Il Segretario non è un semplice tecnico: è il presidio della legalità, il punto di riferimento per l’intera macchina amministrativa. Permettere che questo ruolo venga mantenuto da chi ha già arrecato un danno certo e riconosciuto all’ente pubblico, significa svilire la fiducia nelle istituzioni e dare un messaggio pericoloso: che la responsabilità, anche quando accertata, non comporta conseguenze reali.

Le comunità locali meritano rispetto. E la legalità non si predica soltanto: si pratica. Ma ho paura che sia lo specchio di chi oggi amministra i nostri soldi.

Ma la domanda che mi sono posto è un’altra.

Alla luce della condanna definitiva subita, ci si chiede se Falcone abbia informato il Comune di Balsorano, dove attualmente presta servizio come Segretario Comunale, della propria posizione giudiziaria.

Perché è importante?

Perché, oltre al profilo morale e fiduciario, esistono specifici obblighi giuridici di trasparenza.

RICHIESTA 1
Ricopia dal testo sul Segretario Comunale il passo che va da "Ma la domanda" fino a "propria posizione giudiziaria." compreso.
RICHIESTA 2
Secondo il testo sul Segretario Comunale, in quale comune presta attualmente servizio Falcone?
Le voci riportate qui sotto non sono necessarie.

DATI ESTRATTI
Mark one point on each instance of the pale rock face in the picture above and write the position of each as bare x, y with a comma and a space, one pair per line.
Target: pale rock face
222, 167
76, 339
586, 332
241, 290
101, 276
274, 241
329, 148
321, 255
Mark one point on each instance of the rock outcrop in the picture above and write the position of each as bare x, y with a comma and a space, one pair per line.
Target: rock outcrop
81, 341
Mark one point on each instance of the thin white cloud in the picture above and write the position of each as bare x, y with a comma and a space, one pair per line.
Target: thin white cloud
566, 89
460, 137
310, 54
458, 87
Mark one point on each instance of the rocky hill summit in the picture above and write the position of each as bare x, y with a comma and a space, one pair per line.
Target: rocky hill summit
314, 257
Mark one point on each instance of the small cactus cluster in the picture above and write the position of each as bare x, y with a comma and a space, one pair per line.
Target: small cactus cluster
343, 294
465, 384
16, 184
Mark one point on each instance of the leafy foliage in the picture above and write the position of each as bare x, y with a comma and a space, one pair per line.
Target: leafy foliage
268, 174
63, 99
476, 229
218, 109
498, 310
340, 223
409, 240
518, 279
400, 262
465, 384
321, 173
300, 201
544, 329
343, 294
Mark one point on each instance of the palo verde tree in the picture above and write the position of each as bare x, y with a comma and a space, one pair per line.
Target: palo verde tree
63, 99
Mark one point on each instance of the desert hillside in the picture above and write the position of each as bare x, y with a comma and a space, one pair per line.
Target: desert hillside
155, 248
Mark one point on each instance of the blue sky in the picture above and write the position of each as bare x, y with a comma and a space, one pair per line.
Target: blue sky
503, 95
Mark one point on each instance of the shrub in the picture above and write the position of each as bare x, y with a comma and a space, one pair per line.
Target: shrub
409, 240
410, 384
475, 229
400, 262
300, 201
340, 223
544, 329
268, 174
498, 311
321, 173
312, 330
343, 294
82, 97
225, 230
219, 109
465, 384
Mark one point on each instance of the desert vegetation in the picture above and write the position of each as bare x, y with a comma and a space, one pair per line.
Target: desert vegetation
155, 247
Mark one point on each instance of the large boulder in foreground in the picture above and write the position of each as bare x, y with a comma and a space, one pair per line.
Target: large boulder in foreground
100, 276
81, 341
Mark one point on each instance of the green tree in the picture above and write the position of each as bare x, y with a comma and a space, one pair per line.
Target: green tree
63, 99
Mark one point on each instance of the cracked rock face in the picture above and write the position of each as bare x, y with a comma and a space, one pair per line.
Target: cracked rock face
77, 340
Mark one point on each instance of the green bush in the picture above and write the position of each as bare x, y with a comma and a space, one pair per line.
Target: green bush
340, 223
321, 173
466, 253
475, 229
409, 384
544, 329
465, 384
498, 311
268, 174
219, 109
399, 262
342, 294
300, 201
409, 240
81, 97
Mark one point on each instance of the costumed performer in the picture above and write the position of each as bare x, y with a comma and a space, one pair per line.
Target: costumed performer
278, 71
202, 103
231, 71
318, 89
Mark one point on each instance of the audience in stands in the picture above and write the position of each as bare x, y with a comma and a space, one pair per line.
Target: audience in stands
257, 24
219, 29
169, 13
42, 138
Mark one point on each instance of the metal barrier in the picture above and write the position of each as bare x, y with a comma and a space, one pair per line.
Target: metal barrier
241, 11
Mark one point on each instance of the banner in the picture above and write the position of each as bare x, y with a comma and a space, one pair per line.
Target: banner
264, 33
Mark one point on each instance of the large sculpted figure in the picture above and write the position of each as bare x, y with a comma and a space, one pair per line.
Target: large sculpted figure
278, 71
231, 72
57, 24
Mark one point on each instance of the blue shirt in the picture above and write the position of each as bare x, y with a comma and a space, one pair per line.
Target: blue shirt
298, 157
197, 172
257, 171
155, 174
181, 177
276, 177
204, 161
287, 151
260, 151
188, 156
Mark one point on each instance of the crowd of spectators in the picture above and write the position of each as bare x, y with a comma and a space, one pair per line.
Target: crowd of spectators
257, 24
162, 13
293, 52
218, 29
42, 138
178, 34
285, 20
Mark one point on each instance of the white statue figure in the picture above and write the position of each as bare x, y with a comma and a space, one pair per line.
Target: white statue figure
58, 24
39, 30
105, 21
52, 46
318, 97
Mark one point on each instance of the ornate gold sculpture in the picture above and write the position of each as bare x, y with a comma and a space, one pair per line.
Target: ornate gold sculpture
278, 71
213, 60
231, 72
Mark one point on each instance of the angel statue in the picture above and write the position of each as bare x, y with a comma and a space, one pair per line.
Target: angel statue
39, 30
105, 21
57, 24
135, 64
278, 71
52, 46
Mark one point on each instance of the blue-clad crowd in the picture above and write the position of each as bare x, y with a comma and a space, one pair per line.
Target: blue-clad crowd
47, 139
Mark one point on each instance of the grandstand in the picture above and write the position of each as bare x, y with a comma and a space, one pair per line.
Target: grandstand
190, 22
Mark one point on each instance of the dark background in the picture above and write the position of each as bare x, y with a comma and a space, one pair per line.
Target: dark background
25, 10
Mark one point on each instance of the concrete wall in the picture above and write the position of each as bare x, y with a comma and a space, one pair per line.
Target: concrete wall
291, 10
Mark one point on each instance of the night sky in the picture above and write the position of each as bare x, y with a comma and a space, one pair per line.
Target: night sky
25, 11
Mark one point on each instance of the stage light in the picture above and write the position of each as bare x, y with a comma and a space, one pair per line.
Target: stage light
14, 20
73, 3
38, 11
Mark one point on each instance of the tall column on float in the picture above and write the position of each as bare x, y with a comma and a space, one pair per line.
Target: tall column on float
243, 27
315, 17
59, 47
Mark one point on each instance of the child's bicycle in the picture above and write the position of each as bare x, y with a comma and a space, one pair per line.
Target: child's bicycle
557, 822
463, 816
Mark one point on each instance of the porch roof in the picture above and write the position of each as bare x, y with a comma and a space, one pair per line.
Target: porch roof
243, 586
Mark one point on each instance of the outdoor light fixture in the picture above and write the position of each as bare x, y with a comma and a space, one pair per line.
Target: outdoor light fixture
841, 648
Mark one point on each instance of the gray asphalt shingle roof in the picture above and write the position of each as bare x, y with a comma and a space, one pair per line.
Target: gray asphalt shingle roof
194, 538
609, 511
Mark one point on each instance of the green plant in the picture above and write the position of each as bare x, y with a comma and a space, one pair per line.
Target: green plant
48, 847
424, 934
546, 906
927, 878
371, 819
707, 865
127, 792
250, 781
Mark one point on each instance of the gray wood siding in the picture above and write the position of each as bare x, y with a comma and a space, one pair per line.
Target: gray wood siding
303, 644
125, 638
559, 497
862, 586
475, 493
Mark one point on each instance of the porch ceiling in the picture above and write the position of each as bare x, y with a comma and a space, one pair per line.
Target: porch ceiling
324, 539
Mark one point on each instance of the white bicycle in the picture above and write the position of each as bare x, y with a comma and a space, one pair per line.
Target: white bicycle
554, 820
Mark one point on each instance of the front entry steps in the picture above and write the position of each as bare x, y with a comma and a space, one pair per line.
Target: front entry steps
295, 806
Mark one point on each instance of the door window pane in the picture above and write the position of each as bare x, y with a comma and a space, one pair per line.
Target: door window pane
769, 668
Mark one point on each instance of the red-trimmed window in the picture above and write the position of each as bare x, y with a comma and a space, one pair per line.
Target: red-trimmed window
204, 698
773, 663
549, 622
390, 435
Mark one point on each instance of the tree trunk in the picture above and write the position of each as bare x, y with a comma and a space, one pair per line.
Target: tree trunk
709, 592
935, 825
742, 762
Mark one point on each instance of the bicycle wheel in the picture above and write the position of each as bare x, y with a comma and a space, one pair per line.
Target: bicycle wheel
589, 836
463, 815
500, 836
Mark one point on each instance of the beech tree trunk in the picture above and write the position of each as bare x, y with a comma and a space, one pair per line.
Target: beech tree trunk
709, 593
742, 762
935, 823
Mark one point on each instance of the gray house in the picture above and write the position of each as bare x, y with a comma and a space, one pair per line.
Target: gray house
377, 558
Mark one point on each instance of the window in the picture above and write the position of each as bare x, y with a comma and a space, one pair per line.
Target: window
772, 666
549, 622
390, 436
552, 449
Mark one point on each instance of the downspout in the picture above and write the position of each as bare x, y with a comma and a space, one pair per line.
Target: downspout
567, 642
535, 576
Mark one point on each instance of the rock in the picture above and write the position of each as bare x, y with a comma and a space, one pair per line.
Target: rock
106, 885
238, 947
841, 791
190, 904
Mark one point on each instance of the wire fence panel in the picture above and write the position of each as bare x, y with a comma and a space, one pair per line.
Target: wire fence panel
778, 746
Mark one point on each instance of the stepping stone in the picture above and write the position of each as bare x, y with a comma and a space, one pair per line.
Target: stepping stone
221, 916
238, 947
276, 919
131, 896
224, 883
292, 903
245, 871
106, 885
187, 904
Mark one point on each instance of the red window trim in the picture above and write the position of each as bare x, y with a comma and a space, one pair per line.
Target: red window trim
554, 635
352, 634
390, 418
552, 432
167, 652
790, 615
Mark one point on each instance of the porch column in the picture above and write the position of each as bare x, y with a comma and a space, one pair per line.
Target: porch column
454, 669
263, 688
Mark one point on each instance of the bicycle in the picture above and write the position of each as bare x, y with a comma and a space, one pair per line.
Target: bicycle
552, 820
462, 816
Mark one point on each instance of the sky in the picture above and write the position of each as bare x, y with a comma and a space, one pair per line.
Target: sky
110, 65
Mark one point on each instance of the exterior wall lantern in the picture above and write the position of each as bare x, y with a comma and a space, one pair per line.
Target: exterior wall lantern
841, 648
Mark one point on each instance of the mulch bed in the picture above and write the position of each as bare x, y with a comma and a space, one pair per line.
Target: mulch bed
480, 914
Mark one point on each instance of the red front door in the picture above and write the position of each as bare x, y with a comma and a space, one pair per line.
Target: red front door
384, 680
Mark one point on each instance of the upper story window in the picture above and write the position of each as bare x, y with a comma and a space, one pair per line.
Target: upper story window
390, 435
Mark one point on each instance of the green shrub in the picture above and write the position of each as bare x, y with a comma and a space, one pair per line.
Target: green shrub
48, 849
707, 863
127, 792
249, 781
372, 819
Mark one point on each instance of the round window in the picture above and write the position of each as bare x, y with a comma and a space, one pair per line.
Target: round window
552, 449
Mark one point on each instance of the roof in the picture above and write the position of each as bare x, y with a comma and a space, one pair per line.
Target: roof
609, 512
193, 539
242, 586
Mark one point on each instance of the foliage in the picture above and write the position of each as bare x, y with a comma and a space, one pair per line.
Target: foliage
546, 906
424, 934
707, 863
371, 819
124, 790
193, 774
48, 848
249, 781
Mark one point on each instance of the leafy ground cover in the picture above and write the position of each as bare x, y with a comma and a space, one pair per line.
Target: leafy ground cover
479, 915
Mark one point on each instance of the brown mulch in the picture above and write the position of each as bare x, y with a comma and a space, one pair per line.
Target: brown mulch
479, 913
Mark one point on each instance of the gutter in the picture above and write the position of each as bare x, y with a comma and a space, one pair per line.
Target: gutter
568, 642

RISPOSTA CORRETTA 1
Ma la domanda che mi sono posto è un’altra.

Alla luce della condanna definitiva subita, ci si chiede se Falcone abbia informato il Comune di Balsorano, dove attualmente presta servizio come Segretario Comunale, della propria posizione giudiziaria.

RISPOSTA CORRETTA 2
Nel Comune di Balsorano.